# [WHAT YOU SHOULD DO]
Nothing but the lines from the one with "kinda urgent — can u detect the house" through the end of the records below should be written out, and each must match word for word.

====== DATASET RECORDS ======

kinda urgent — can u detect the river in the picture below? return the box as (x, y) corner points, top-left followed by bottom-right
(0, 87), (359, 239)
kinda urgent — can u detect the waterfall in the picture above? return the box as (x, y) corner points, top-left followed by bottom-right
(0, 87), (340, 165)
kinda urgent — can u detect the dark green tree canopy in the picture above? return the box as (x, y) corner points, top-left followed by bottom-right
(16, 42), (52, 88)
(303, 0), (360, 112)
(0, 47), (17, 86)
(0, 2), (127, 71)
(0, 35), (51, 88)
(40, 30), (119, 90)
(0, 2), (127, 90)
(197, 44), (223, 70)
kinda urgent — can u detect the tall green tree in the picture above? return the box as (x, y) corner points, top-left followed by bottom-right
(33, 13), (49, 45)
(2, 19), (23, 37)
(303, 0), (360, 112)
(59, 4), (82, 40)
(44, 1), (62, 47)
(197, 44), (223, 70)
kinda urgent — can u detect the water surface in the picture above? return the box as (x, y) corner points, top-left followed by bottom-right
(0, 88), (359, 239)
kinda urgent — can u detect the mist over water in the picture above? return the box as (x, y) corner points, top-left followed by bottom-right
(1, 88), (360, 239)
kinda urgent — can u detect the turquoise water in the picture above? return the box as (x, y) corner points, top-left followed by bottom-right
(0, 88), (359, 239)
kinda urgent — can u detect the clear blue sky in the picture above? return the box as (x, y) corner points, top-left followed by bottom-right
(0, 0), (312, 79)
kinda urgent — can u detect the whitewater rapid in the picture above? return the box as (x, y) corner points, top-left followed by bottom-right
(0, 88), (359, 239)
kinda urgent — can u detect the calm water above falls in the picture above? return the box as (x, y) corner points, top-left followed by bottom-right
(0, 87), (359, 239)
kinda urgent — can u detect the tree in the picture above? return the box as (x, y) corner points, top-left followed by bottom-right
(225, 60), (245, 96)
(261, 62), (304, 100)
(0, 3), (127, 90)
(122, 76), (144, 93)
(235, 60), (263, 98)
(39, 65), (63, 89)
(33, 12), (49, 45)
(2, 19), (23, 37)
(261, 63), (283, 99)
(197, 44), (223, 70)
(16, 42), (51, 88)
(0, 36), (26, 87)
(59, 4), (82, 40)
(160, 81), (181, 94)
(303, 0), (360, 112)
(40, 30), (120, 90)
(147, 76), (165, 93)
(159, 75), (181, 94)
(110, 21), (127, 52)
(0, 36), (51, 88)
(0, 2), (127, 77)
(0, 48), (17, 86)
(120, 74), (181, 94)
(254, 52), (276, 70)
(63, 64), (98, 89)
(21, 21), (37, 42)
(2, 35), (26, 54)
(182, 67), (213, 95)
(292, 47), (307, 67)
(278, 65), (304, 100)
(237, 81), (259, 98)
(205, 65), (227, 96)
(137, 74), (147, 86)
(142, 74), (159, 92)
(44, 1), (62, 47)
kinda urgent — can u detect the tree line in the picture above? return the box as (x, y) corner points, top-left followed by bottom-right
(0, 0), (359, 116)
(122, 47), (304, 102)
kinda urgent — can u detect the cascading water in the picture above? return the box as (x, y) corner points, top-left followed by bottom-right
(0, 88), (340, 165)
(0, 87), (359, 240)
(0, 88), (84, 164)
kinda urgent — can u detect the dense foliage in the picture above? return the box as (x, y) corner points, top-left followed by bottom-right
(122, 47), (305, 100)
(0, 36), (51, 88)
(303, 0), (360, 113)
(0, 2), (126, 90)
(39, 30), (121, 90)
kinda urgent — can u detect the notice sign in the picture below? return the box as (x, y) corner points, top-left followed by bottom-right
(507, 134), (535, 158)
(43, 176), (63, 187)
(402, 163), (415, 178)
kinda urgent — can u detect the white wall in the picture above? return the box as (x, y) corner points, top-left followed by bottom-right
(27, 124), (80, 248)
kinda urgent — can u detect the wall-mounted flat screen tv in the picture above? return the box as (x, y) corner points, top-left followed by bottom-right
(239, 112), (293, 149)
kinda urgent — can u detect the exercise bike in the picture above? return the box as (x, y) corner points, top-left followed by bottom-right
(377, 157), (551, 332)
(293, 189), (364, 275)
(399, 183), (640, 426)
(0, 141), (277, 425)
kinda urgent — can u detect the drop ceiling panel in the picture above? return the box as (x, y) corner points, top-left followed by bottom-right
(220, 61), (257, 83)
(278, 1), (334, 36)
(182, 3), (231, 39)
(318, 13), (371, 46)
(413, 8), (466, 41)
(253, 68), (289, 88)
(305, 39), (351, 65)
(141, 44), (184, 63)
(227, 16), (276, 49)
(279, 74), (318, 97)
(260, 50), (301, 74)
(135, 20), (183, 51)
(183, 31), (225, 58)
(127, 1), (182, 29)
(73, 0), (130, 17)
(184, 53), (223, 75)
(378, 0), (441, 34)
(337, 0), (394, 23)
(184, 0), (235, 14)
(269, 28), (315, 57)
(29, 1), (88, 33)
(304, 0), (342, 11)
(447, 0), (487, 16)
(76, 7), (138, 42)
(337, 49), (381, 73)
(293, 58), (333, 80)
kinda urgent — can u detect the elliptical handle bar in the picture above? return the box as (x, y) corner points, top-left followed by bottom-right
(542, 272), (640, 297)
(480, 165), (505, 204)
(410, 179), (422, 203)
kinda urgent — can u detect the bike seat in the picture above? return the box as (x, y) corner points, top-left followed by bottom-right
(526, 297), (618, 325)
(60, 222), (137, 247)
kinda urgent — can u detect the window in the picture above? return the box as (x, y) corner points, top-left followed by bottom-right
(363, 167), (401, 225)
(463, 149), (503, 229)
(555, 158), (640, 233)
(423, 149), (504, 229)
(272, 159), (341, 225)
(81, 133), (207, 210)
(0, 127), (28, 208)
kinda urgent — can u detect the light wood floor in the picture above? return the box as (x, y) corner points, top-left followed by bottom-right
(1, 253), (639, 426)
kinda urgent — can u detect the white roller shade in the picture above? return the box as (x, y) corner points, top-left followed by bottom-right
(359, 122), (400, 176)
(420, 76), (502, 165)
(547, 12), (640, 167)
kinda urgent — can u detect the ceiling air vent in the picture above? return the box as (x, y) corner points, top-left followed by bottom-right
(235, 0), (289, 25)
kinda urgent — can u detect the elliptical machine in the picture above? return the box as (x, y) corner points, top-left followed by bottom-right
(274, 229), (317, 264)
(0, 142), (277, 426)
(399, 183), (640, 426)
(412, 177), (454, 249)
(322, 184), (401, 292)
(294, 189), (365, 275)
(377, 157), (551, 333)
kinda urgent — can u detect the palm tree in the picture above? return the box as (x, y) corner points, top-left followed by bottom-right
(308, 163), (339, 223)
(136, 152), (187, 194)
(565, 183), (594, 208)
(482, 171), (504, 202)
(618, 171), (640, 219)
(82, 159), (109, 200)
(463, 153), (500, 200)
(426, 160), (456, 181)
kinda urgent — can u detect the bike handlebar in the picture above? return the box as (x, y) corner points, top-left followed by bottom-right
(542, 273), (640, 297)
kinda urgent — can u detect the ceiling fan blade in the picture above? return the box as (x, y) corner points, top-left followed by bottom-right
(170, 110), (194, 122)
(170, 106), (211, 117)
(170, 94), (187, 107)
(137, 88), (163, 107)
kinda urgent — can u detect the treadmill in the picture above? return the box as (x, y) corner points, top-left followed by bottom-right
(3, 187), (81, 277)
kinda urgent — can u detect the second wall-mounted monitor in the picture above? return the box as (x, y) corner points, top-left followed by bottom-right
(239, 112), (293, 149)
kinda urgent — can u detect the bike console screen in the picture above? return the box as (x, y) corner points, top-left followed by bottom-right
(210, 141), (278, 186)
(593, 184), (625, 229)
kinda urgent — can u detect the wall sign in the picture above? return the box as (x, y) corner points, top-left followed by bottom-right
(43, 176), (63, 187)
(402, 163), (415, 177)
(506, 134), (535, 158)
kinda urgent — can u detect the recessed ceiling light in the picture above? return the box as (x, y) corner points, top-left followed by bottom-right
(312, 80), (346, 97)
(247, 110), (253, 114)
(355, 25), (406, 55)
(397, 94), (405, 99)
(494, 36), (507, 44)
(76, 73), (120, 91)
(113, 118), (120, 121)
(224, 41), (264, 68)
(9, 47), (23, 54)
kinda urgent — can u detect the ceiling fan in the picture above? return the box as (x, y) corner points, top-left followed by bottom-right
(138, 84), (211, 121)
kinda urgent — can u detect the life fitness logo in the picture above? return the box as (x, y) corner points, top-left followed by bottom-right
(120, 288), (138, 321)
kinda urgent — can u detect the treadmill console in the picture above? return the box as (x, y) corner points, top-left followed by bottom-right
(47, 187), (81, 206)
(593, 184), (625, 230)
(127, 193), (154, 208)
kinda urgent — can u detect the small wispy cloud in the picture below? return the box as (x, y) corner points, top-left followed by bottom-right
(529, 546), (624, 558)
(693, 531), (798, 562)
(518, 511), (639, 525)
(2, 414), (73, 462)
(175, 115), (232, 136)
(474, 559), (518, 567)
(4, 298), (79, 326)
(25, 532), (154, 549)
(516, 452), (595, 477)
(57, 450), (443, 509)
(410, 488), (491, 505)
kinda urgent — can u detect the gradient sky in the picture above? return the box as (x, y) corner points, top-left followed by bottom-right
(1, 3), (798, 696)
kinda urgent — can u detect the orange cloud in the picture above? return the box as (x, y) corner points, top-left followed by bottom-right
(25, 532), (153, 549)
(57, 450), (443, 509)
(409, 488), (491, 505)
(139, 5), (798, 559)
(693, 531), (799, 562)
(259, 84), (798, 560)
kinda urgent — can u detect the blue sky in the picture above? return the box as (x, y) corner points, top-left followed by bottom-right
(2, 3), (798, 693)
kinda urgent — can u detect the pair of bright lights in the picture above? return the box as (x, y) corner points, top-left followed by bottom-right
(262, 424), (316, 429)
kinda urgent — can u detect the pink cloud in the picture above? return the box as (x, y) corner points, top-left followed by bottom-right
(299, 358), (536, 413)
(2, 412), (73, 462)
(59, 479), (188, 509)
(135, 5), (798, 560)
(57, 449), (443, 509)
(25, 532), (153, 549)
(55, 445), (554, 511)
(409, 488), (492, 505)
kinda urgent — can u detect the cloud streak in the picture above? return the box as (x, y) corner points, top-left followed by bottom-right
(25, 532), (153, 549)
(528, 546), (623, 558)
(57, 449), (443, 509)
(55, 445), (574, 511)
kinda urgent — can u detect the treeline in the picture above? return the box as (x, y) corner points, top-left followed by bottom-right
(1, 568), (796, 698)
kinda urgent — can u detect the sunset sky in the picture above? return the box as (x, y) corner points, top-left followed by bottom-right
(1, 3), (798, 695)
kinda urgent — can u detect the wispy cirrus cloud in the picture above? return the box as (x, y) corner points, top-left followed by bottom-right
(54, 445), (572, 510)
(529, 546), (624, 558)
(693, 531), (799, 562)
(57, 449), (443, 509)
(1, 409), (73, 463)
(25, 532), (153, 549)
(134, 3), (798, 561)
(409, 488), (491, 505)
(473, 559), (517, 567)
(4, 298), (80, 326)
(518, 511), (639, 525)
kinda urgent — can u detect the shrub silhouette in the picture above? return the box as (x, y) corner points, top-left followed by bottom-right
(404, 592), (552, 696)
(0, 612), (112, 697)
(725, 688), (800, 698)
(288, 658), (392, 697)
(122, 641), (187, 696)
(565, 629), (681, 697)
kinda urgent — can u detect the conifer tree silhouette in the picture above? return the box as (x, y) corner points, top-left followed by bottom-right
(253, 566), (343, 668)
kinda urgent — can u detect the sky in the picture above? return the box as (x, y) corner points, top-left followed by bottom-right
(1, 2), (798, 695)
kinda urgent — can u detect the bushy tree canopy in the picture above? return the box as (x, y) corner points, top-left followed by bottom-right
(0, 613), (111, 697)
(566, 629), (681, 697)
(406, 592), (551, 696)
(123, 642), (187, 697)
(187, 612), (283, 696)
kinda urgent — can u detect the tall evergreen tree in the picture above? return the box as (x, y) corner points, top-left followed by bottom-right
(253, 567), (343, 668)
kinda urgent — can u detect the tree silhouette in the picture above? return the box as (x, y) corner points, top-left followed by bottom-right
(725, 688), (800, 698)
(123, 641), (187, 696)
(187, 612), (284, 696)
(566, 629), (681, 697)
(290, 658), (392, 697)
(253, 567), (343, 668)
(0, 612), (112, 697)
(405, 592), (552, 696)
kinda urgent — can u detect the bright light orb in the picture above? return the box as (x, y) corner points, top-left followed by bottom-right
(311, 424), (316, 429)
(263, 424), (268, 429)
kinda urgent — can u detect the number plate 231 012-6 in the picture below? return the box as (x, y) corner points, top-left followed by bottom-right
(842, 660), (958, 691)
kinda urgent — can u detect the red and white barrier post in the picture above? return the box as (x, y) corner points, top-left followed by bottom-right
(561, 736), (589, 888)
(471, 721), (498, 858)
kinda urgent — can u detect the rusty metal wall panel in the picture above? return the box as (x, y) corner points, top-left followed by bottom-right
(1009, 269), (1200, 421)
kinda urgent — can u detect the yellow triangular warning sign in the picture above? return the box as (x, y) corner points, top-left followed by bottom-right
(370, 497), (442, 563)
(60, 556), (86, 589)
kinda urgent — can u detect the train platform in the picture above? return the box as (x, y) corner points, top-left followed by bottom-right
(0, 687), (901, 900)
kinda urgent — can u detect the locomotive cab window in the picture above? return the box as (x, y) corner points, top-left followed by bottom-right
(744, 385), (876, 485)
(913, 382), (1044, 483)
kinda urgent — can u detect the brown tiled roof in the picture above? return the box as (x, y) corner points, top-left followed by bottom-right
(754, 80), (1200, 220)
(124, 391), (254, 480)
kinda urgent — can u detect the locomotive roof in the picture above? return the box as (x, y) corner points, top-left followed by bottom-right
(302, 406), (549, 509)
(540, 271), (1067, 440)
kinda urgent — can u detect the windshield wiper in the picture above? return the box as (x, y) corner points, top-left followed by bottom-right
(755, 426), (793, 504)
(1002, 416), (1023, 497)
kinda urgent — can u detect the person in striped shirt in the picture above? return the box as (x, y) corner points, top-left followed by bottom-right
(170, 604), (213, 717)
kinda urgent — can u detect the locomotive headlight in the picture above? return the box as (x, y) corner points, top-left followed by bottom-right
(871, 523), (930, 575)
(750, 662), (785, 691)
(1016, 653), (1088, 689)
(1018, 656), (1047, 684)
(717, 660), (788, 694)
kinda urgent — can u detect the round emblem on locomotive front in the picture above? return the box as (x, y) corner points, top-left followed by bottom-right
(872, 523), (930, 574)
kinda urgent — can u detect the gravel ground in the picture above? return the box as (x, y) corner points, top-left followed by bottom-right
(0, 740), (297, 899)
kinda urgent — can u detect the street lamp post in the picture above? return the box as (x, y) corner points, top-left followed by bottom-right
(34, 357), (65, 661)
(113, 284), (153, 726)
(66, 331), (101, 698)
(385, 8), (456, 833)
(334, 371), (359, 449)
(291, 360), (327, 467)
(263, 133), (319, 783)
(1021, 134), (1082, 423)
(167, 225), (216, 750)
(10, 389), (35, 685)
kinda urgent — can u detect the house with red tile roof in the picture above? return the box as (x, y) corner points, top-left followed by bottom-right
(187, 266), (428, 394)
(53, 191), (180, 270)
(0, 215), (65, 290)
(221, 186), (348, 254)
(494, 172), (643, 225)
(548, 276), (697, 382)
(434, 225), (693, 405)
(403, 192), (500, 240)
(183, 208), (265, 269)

======

# [SOLUTION TO THIS PROBLEM]
kinda urgent — can u detect the house with red tile roof in the picture above? return the box as (x, y) corner points, top-left followed by bottom-right
(187, 266), (428, 394)
(53, 191), (180, 270)
(0, 215), (65, 290)
(221, 186), (348, 254)
(494, 172), (643, 225)
(548, 276), (697, 382)
(434, 225), (693, 405)
(403, 192), (500, 240)
(183, 208), (265, 269)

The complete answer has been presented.